* **Directions**
**a.** In the piece on India's economic outlook, around which year does the Reserve Bank of India predict India will recover from the pandemic's damage to the economy?
**b.** Resume the piece on India's economic outlook from the point at which it stops.

* **Source document**
● ● ●

Just predictions! Take it with a pinch of salt!
Circa 2035 AD. What’s special about this calendar year, you ask? Well, that’s when India will recover from the pandemic injury to the economy, predicts the Reserve Bank of India. (1). Of course, there are several preconditions, such as, for example, debt to GDP ratio remaining below 66% as against the current 75% and, most importantly, price stability or rate of inflation.
Well, it’s a long-term macroeconomic view, and as we all know, we are all dead in the long run, to quote the neo-classical economist John Maynard Keynes. What’s in store over the next 12 months, we are unsure. Four months ago, none predicted the full-scale Russian onslaught on Ukraine, splitting the world into three blocs: pro-Ukraine, anti-Ukraine, and the rest, and no one seems to have a clue as to when this war will end, and peace will be restored. In end-2019, who would have predicted that the Coronavirus would shut down the entire world, leading to a global supply chain challenge for everything under the sun?
If so, trying to predict the next 13 years is too much.
Meanwhile, the economic data coming from the government and serious economic watchers are optimistic. To begin with, the GST collection for April 2022, the first month of the current fiscal year, is pegged at Rs.1.68lakh crore — the highest collection so far, and the collection has crossed the Rs.1.5lakh crore mark for the first time. The number of e-way bills generated in March 2022 was 13% more than (7.7 crores) than the previous month. (2) It signals that the economy is on the rebound.
Government data has its share of detractors. Here’s something to chew for such doubting Thomases: the S&P Global India Manufacturing Purchasing Managers’ Index (PMI) reports 54.7 in April vis-a-vis 54.0 in March 2022. Simply put, manufacturing activity is up, marginally, that is. High inflation and the manufacturers’ passing on the cost escalation to the end-user have certainly hit sales. It is a situation far away from the full capacity utilization at factory levels, and therefore, it is too much to expect new investment towards capacity expansion.
By the by, what’s the mood among the business community? “Despite global headwinds and uncertainty, business sentiments showed an improved and resurgence this quarter. The Business Confidence Index (BCI) increased for the third consecutive quarter by 14.0% on a quarter-on-quarter basis, from 124.4 in 2021–22:Q3 to 142.9 in 2021–22:Q4. It also improved by 67.6% in 2021–22:Q4 as compared to 2020–21:Q4 on a year-on-year basis says the National Council for Applied Economic Research (NCAER). (3)

● ● ●

* **Supplied entries**
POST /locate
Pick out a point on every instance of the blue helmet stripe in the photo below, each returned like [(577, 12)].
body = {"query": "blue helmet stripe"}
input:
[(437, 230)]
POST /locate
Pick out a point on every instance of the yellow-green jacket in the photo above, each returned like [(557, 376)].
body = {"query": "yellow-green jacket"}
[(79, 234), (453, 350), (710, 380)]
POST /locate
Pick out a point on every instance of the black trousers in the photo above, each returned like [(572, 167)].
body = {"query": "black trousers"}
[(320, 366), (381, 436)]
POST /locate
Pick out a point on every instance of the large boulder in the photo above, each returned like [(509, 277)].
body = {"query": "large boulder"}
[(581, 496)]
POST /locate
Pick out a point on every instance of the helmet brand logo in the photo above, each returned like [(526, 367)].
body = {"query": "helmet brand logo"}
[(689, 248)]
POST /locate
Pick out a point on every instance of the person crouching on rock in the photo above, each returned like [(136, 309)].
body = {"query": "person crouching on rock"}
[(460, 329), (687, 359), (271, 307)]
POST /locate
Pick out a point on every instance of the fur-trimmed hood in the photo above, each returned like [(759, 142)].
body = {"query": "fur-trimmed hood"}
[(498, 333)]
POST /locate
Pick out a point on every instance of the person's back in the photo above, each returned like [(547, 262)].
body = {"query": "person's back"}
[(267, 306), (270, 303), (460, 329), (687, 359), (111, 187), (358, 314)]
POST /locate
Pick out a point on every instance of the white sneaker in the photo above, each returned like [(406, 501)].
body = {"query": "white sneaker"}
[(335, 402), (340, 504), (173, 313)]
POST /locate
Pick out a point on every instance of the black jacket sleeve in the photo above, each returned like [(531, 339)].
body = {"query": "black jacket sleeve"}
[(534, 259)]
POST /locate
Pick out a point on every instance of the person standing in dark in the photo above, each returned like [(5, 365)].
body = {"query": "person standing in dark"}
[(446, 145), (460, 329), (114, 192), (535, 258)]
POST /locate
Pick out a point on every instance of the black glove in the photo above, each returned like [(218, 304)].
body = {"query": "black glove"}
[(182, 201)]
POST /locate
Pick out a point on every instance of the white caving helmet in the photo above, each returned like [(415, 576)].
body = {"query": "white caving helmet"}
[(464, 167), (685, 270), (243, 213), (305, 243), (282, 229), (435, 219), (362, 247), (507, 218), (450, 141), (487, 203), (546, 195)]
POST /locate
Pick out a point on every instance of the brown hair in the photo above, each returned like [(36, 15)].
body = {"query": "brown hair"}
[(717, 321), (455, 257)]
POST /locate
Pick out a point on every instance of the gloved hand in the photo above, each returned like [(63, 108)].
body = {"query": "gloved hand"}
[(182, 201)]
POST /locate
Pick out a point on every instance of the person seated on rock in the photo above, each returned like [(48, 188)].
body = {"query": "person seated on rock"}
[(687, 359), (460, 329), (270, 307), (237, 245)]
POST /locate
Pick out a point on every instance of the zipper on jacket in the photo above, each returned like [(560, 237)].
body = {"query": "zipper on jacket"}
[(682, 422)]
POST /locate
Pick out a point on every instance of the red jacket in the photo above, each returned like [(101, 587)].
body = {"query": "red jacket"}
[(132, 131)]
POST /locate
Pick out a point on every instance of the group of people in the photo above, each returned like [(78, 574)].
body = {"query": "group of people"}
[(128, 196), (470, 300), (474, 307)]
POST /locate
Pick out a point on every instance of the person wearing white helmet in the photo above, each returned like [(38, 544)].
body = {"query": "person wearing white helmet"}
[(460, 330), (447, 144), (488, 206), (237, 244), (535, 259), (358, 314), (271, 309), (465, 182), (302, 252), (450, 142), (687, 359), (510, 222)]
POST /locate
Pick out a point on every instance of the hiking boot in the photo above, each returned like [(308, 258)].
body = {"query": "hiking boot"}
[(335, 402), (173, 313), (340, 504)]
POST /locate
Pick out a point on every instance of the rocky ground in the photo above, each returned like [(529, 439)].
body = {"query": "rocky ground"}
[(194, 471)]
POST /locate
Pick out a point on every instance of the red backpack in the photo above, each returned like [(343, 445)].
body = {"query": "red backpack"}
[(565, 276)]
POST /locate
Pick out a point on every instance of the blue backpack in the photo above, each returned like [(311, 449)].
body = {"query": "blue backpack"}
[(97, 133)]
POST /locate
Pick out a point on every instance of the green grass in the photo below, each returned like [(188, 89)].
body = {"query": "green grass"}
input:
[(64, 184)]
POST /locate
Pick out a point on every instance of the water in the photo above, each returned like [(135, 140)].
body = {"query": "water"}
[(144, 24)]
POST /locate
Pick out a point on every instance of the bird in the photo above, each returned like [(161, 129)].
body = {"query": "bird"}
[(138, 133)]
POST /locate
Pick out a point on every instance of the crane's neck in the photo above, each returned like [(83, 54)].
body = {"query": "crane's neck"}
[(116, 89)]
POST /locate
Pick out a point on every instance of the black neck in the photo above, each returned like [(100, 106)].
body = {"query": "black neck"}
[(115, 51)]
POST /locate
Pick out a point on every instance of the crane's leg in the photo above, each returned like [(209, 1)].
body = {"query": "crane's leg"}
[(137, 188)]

● ● ●

* **Answers to the tasks**
**a.** Around 2035 AD.

**b.**
It adds that the upward movement in the BCI was driven by an improvement in sentiments for all the four components of the BCI, namely, “overall economic conditions will improve in the next six months”, “financial position of firms will improve in the next six months”, “present investment climate is positive as compared with six months ago and “present capacity utilization is close to or above the optimal level.”
NCAER Director-General Dr. Poonam Gupta emphasized that “the latest round of the ES indicates that not only have firms overcome the pandemic-related slowdown, but there is also an improvement in sentiments from the sluggishness observed before the pandemic”. . The BCI has achieved the highest level since the figure of 148.5 recorded in 2014–15:Q3.
HDFC Chairman Deepak Parekh does not mince words. Responding to a question on the Indian economy, he said: “We will have a 7–7.5 percent GDP growth for the next few years to come. The indicators are all very positive, whether you take the food grain production, rainfall, IT sector earnings, performance of large companies like steel and cement and the government’s resolve to get more money by privatisation. The government has announced the sale of Pawan Hans also, similarly IDBI Bank privatisation will happen, and LIC IPO is also happening. I think, the intensity of the government’s disinvestment process has started and we will see more and more of this, including consolidation of public sector banks.” (4)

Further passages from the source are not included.